— BEGIN INFORMATION PROVIDED —

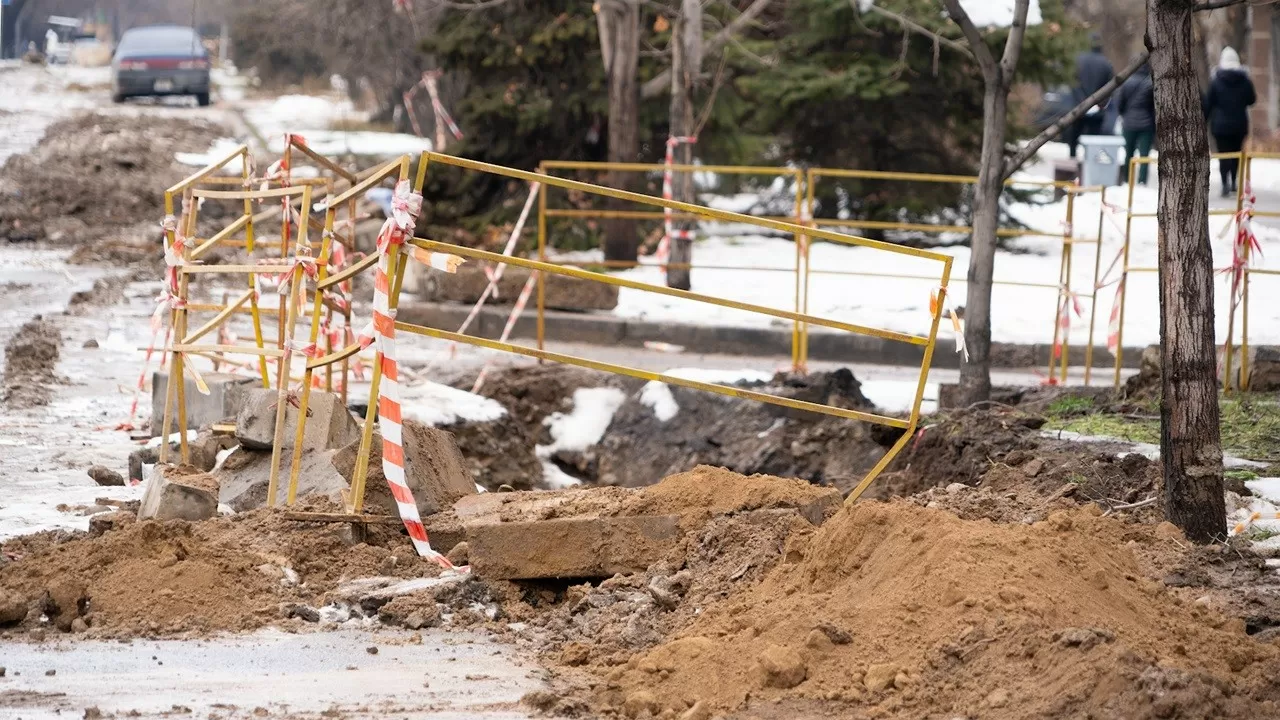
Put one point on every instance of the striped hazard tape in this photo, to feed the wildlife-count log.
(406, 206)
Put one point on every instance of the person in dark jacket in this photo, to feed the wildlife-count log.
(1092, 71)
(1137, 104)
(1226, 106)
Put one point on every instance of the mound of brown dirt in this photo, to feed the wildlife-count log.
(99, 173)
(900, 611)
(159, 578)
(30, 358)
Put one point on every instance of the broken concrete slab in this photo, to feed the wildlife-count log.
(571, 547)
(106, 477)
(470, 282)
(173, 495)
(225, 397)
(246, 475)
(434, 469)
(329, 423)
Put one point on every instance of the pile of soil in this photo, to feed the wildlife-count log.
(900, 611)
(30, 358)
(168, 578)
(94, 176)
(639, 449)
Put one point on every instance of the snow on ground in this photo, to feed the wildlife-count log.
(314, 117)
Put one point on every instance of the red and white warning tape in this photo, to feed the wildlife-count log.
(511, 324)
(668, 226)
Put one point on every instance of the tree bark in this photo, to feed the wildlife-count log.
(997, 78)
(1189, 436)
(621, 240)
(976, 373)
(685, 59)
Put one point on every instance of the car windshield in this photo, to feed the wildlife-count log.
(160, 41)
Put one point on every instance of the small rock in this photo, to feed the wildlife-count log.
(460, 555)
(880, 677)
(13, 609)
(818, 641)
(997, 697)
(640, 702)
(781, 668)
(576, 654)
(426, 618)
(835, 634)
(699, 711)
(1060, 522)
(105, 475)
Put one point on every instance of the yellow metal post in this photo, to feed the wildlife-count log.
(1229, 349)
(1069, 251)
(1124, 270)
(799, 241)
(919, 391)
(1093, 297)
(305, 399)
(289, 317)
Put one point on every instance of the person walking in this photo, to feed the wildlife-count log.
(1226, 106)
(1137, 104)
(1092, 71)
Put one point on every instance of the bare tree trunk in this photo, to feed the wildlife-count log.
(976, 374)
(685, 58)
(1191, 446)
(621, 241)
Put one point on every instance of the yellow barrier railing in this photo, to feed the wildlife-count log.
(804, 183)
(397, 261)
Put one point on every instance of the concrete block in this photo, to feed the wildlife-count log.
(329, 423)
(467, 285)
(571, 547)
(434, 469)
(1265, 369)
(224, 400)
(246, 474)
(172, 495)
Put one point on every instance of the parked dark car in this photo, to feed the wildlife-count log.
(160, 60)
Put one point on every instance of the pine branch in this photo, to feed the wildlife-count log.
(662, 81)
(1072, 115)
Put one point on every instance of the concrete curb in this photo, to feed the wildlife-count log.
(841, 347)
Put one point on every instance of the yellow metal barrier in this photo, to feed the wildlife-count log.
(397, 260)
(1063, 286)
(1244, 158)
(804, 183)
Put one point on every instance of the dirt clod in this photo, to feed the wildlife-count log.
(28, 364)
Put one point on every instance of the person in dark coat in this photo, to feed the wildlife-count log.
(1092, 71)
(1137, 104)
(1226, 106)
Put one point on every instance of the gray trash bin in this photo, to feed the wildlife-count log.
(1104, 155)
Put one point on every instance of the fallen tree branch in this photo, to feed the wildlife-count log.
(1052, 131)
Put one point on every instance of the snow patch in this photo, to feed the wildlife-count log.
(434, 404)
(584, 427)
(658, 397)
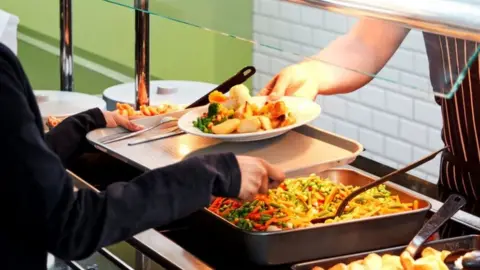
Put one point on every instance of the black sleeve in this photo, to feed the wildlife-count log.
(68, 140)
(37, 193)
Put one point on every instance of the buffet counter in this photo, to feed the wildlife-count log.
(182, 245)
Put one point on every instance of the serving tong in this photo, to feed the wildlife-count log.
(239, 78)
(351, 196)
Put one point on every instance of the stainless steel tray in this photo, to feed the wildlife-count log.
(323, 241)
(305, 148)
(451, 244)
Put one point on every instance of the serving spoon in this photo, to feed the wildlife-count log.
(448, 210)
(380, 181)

— END INFORMATION PROVIDED —
— BEGIN INFORMATION PROVIDED —

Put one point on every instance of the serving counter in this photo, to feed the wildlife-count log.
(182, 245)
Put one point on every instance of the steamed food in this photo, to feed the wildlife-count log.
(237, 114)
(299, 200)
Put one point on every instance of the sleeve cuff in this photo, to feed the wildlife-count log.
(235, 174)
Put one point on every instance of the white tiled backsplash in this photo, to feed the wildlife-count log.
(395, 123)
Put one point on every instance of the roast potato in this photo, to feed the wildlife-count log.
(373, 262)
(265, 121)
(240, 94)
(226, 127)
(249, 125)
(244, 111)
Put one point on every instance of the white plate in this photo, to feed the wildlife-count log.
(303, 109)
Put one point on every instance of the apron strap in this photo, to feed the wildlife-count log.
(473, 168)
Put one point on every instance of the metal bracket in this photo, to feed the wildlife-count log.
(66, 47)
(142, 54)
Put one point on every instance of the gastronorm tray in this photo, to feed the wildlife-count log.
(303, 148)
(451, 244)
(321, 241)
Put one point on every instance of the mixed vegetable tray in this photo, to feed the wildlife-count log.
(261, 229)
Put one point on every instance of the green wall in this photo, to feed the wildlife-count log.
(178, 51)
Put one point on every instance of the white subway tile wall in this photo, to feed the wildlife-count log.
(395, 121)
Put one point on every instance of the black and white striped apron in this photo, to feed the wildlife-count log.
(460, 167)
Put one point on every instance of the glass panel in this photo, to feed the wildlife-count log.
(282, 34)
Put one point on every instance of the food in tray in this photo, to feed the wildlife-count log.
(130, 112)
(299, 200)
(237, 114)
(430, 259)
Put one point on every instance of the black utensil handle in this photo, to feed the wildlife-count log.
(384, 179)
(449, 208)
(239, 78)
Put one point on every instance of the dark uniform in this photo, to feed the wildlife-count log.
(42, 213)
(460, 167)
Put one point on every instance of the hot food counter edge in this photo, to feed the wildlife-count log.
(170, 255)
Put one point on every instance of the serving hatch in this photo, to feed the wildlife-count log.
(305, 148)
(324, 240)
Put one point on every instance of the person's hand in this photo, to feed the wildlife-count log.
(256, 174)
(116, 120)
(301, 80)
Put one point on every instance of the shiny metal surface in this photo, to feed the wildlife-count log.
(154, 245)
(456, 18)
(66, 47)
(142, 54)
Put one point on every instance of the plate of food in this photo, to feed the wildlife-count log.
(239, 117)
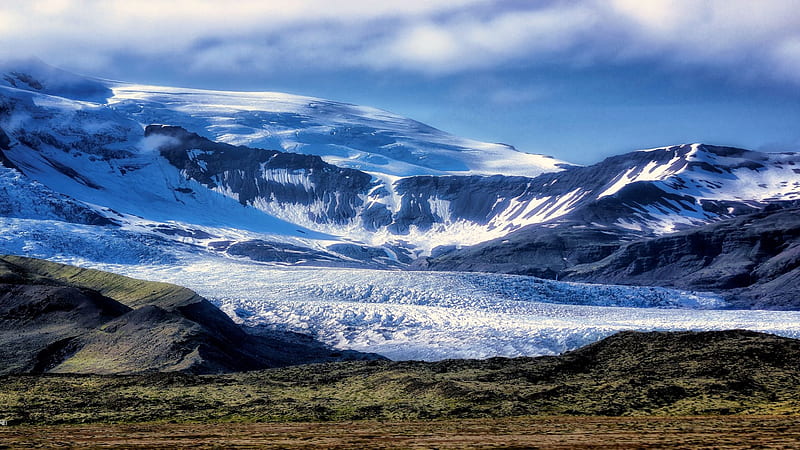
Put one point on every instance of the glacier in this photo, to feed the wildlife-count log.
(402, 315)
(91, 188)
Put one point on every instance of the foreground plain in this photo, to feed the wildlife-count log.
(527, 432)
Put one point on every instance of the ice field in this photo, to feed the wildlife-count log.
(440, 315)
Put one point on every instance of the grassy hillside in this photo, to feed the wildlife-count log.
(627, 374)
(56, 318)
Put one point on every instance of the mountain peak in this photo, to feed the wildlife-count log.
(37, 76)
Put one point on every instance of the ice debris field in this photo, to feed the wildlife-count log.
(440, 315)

— END INFORMATION PROVIDED —
— BEGIN INFORMATION PROVIDED —

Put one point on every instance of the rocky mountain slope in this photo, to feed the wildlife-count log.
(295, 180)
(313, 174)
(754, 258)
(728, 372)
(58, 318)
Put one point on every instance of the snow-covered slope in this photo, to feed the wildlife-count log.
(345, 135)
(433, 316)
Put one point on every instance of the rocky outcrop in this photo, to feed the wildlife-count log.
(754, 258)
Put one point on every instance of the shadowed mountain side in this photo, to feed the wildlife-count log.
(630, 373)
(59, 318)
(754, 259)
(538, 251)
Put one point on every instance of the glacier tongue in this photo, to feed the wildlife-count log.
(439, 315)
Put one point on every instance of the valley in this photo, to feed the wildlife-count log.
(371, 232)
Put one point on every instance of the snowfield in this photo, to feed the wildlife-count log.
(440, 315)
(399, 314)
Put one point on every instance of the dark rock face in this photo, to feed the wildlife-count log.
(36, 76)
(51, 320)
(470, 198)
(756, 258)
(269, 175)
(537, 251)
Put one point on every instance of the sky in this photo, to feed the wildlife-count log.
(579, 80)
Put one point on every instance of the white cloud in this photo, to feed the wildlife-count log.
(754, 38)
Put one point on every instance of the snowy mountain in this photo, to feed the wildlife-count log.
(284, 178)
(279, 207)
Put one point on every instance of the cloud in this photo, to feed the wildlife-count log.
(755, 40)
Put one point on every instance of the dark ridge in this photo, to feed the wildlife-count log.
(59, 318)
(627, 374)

— END INFORMATION PROVIDED —

## WRITTEN PROBLEM
Can you gather every line above that contains the word "serving" and copy each one out in full? Case counts.

## ANSWER TO THIS PROBLEM
Put one point on every instance of the serving tong in this photo, to feed the wildlife-count log.
Put one point on every instance of the serving spoon in this photo, to feed the wildlife-count log.
Put one point on every instance of the serving counter in this photo, to feed the wildlife-count log.
Put one point on every instance of the serving hatch in this photo, to feed the wildlife-count log.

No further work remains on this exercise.